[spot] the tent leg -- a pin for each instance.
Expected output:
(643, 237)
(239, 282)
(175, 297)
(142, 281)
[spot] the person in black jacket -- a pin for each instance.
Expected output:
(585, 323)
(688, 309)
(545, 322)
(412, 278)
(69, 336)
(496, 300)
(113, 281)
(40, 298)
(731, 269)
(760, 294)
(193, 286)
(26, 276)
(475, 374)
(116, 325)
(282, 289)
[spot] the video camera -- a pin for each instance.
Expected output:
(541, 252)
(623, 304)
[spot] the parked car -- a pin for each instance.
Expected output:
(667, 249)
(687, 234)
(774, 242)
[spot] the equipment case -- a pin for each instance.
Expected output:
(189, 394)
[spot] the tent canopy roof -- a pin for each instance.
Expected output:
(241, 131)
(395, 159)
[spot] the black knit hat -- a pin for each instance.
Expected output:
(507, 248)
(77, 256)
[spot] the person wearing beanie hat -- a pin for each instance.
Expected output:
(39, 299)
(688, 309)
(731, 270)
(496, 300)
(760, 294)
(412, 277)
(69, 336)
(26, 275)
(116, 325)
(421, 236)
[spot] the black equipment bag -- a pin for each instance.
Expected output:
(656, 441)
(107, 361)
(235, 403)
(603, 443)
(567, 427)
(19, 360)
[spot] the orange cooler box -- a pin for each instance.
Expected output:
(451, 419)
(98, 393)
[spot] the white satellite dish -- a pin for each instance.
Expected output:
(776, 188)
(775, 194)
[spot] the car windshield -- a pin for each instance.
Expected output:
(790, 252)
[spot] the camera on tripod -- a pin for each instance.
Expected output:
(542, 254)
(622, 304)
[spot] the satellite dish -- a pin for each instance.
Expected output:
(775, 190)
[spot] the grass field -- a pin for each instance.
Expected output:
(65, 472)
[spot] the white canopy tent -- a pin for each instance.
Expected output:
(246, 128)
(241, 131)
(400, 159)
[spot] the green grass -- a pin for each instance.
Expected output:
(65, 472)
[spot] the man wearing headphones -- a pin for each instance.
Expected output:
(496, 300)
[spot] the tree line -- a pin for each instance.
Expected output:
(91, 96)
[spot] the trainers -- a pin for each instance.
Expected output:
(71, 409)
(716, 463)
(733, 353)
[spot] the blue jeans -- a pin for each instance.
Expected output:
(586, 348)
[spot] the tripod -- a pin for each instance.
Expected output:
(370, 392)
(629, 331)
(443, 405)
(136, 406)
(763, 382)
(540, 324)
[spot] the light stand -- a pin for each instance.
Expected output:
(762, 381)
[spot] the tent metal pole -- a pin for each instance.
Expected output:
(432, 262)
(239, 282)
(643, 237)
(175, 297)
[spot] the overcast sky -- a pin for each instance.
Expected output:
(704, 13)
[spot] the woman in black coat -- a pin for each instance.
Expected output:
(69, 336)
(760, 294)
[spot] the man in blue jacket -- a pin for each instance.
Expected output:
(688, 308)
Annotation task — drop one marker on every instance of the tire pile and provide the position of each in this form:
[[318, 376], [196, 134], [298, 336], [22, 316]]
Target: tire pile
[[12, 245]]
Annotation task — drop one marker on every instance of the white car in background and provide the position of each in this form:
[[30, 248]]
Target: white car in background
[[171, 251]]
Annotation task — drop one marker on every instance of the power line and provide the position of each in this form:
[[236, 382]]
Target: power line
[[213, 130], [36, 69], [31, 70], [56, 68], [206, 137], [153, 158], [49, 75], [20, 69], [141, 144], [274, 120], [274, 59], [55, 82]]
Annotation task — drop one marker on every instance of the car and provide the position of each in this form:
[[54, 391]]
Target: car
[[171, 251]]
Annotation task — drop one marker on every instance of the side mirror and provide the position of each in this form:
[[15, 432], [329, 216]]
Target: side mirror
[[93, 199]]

▶ [TASK ITEM]: Among the lines in the material above, some may hold "equipment". State how many do, and add nothing.

▶ [RESPONSE TO THIS TASK]: 2